**Given data:**
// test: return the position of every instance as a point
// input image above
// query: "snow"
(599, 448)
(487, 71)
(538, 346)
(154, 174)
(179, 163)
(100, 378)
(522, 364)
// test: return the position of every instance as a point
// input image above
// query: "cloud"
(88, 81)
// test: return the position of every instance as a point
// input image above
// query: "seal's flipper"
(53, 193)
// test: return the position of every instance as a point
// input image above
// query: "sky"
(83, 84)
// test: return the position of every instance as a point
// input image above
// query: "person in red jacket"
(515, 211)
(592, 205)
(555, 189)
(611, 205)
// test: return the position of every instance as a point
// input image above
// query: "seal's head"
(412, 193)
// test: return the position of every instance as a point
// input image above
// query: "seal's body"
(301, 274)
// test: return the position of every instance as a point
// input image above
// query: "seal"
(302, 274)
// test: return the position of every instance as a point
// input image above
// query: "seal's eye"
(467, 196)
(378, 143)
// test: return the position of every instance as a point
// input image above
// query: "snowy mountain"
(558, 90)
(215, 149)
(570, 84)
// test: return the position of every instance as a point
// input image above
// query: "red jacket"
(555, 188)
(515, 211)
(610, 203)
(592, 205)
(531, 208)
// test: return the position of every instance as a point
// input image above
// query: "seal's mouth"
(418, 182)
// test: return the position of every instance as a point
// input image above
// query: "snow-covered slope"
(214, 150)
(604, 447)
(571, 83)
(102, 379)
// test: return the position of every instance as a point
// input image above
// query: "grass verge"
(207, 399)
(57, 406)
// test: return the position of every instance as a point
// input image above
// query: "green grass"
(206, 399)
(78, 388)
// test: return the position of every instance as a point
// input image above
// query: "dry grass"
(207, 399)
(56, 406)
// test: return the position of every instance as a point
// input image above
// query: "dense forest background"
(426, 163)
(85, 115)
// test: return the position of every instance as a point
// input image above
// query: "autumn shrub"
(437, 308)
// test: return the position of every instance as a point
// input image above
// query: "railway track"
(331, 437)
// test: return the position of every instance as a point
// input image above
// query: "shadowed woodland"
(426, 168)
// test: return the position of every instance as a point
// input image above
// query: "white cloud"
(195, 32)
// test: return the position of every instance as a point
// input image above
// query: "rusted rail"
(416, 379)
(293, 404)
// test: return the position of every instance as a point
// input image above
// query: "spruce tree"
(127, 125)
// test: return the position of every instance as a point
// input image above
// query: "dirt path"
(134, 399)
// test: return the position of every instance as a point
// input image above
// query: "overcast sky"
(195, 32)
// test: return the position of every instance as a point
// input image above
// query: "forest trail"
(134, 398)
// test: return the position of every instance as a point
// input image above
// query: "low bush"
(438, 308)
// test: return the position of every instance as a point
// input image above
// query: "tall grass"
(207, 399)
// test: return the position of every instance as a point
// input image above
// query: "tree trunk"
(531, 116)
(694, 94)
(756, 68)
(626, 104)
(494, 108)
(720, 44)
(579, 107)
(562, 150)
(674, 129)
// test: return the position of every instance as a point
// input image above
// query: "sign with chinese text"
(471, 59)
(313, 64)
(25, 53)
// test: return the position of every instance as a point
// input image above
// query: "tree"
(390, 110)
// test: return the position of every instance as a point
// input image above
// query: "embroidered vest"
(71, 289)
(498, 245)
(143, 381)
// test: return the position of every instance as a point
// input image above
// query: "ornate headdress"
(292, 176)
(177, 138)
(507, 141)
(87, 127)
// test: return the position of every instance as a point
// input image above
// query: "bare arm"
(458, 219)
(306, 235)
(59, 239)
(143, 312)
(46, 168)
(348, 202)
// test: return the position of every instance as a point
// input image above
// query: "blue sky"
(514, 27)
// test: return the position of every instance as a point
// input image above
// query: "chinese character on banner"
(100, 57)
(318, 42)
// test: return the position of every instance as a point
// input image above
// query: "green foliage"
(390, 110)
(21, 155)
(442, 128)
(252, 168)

**What you will do:** All of the data shown above must be copied exactly.

**Final result:**
// test: return the position of every instance as a point
// input image above
// query: "snow"
(599, 448)
(487, 71)
(538, 346)
(154, 174)
(179, 163)
(100, 378)
(522, 364)
// test: return the position of every instance as a point
// input image above
// query: "cloud"
(88, 81)
// test: return the position of every instance as a point
// input image above
// query: "seal's flipper"
(53, 193)
// test: return the position of every instance as a point
// input image above
// query: "sky"
(83, 84)
// test: return the position of every instance as a point
// input image above
// query: "person in red jacket"
(515, 211)
(592, 205)
(555, 189)
(611, 205)
// test: return the position of every instance as a point
// input image above
// query: "seal's head"
(412, 193)
// test: return the position of every instance as a point
// input image above
// query: "seal's body"
(301, 274)
// test: return the position of every instance as a point
// input image above
// query: "seal"
(302, 274)
// test: return the position of every instance as a point
// input image above
// query: "seal's eye"
(467, 196)
(378, 143)
// test: return the position of every instance as a point
// input image above
// query: "snowy mountain"
(558, 90)
(215, 149)
(570, 84)
// test: return the position of every instance as a point
// input image above
// query: "red jacket"
(555, 188)
(515, 211)
(610, 203)
(592, 205)
(531, 208)
// test: return the position of every instance as a point
// input image above
// query: "seal's mouth"
(418, 182)
// test: return the position of every instance as a point
// input image above
// query: "snow-covered slope"
(214, 150)
(604, 447)
(571, 83)
(102, 379)
// test: return the position of every instance as a point
// input image above
// query: "grass verge"
(207, 399)
(57, 406)
// test: return the position of every instance as a point
// input image above
// query: "green grass"
(206, 399)
(78, 388)
// test: return the position of every instance as a point
// input image above
// query: "dry grass"
(207, 399)
(56, 406)
// test: return the position of every instance as a point
// input image above
// query: "dense forest background"
(426, 163)
(85, 115)
// test: return the position of every instance as a point
// input image above
// query: "autumn shrub"
(437, 308)
// test: return the position of every instance as a point
// input image above
// query: "railway track"
(331, 437)
// test: return the position of every instance as a point
// input image above
// query: "shadowed woodland"
(426, 168)
// test: return the position of every instance as a point
// input image above
// query: "white cloud"
(195, 32)
// test: return the position of every instance as a point
// input image above
// query: "rusted rail"
(416, 379)
(293, 404)
// test: return the position of every instance as a point
// input image above
// query: "spruce tree"
(127, 125)
// test: return the position of every instance as a point
// input image above
// query: "dirt path"
(134, 399)
// test: return the position of every instance as a point
// input image above
// query: "overcast sky"
(195, 32)
// test: return the position of every instance as a point
// input image above
// query: "forest trail"
(134, 398)
// test: return the position of every instance as a point
// input image above
// query: "low bush"
(438, 308)
// test: return the position of every instance as a point
// input image above
// query: "tall grass"
(207, 399)
// test: return the position of every instance as a point
// input image above
// query: "tree trunk"
(531, 116)
(694, 94)
(756, 68)
(626, 104)
(494, 108)
(720, 44)
(579, 107)
(562, 150)
(674, 129)
// test: return the position of every instance as a point
// input image above
// query: "sign with chinese text"
(471, 59)
(313, 64)
(25, 53)
// test: return the position of every instance as a point
// input image above
// query: "tree"
(390, 110)
// test: return the position of every instance as a point
// input image above
// query: "embroidered vest"
(71, 289)
(498, 245)
(143, 381)
// test: return the position of every instance as a point
// input image above
// query: "ornate headdress"
(292, 176)
(177, 138)
(507, 141)
(87, 127)
// test: return the position of every instance as a point
// input image above
// query: "bare arm"
(458, 219)
(306, 235)
(59, 239)
(143, 312)
(46, 168)
(348, 202)
// test: return the position of every instance as a point
// input image above
// query: "blue sky"
(514, 27)
// test: return the position of every instance as a point
// input image above
// query: "chinese character on banner"
(100, 57)
(318, 42)
// test: return the position of every instance as a point
// input image above
// query: "green foliage"
(390, 110)
(21, 155)
(442, 128)
(252, 168)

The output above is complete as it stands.